▶ _Stored data_:
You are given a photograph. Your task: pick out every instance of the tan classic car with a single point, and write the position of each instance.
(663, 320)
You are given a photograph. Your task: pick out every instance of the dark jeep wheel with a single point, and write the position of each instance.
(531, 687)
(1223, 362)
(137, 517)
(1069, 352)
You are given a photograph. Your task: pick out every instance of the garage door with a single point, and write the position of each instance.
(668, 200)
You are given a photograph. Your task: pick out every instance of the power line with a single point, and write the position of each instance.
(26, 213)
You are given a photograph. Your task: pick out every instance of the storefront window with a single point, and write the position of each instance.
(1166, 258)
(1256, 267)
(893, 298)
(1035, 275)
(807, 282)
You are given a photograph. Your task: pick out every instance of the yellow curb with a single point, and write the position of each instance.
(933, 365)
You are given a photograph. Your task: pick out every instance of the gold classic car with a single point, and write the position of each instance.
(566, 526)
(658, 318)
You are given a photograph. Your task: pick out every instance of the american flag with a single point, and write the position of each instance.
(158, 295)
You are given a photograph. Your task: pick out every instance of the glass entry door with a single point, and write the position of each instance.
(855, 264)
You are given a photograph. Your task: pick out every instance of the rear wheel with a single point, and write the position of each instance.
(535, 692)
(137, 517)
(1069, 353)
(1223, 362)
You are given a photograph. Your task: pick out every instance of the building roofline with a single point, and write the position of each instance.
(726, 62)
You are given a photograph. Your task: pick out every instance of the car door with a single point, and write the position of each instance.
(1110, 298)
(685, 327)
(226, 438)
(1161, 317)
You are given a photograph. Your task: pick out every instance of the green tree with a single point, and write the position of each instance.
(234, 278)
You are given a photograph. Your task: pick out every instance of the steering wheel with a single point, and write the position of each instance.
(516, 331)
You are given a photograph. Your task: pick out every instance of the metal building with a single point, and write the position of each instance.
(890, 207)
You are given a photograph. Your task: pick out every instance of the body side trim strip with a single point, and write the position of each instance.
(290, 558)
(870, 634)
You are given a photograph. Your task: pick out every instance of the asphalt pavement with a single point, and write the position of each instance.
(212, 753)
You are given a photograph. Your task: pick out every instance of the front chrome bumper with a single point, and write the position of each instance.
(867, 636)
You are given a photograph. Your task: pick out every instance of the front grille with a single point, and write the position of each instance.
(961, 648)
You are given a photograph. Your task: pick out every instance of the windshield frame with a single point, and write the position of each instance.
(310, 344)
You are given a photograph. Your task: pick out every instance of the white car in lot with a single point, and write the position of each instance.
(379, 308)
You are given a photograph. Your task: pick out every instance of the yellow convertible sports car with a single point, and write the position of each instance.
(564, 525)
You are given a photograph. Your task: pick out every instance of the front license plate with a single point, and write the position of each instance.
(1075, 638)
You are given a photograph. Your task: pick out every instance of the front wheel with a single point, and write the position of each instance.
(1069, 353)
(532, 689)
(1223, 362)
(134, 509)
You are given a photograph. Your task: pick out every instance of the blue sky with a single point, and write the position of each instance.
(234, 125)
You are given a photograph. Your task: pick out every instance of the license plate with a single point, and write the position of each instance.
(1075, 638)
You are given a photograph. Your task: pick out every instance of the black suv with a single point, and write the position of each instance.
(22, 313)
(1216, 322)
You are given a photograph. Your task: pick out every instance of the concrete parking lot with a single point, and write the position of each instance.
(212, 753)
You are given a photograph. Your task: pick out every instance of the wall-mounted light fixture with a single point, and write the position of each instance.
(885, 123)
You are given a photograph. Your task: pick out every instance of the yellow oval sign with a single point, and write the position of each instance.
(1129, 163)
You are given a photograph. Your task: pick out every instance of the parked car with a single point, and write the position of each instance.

▶ _The problem_:
Copy all of the records above word for word.

▶ _The reply_:
You are given a photograph. Your task: pick out every instance of the tan classic car with a single point, and write the position of each instance.
(663, 320)
You are given a photograph. Your task: pick out every instance of the dark jeep wheel with a single point, and write the position of each instance.
(531, 687)
(1223, 362)
(137, 517)
(1069, 352)
You are given a photograph. Your task: pick out every instance of the garage door with a single point, and write the position of each instance.
(668, 200)
You are given a photograph. Your task: pick out every instance of the power line with a single point, and write the position of each instance.
(26, 213)
You are given a photograph. Your task: pick out every instance of the storefront window with a single point, and write the position of each instance.
(1166, 258)
(1256, 267)
(893, 298)
(1035, 275)
(807, 282)
You are given a photograph. Your task: pick out every instance of the yellow curb with a single point, and write the position of each instance.
(933, 365)
You are given a photograph. Your task: pick out every instance of the gold classic car with a single point, and write the position of each instance.
(566, 526)
(658, 318)
You are given a photograph. Your task: pick out every instance of the american flag with a single point, and write the position of each instance.
(158, 295)
You are given a photograph. Your task: pick out every instance of the glass entry door with a single point, and write the position of each instance.
(855, 264)
You are given a photograph. Your task: pick out every instance of the rear wheel with a single point, and write the position of each instance.
(535, 692)
(137, 517)
(1069, 353)
(1223, 362)
You are given a photograph. Your task: pick out every instance of the building roofline with a single point, and write the position of each instance.
(726, 62)
You are given a photograph. Your task: pick out every instance of the car door with a single point, and write the position of each instance.
(1110, 298)
(685, 327)
(226, 438)
(1161, 317)
You are given a photograph. Your task: pick out every instance of the green tree with a single point, and write the position of each instance.
(234, 278)
You are given a photograph. Your task: pick out every instance of the steering wheel with a single point, and write the position of each instance.
(516, 331)
You are given a photograph. Your task: pick out every instance of the metal building with a single point, and write the position of each instance.
(890, 207)
You are given a photograph. Your task: pick out every instance of the body side trim strip with a single point, and write the position of each instance.
(290, 558)
(870, 634)
You are given a photograph. Your task: pick out every instance of the asphalt pavement with a single point, and write the position of each instance.
(212, 753)
You are given a photograph. Your task: pick out every instance of the front chrome bumper with a single point, and write the position of each instance.
(867, 636)
You are given a photograph. Your task: pick out every instance of the front grille with a single point, and write the position of each instance.
(961, 648)
You are given a photograph. Your task: pick out every instance of the windshield frame with a single point, and write the position of each instance.
(310, 344)
You are given a photograph. Your task: pick out every instance of the white car in lot with a single point, and write the position of each instance.
(379, 308)
You are given a photograph. Your task: pick out every instance of the yellow convertible sports car with a single point, and write the position of each instance.
(564, 525)
You are given a photograph. Your task: pick out every instance of the front license plate with a single point, and write the position of each instance.
(1075, 638)
You are given a photograph. Your task: pick out every instance of the front wheel with a single point, and write the position of each instance.
(1069, 353)
(532, 689)
(1223, 362)
(134, 509)
You are given a photograph. Your task: pick out every instance of the blue sky with a single point, and write the position of each instance.
(234, 125)
You are given a photograph. Your task: pick out every instance of the license plate with a single point, and write the position of each instance.
(1075, 638)
You are given a photograph. Your task: pick out every instance of the black suv with a single point, and write the position of each instance.
(22, 313)
(1216, 322)
You are given a photograph. Your task: pick out every instance of the concrete parking lot with a single point, and write the position of each instance.
(212, 753)
You are given a photograph. Your task: pick out every instance of the wall-mounted light fixture with a single point, and write the position of each instance.
(885, 123)
You are given a photograph. Your task: pick out every instance of the yellow oval sign with a single point, and write the position of each instance.
(1129, 163)
You are given a photograph. Your task: pick out every instance of the parked car with a single point, and write the position of each instance.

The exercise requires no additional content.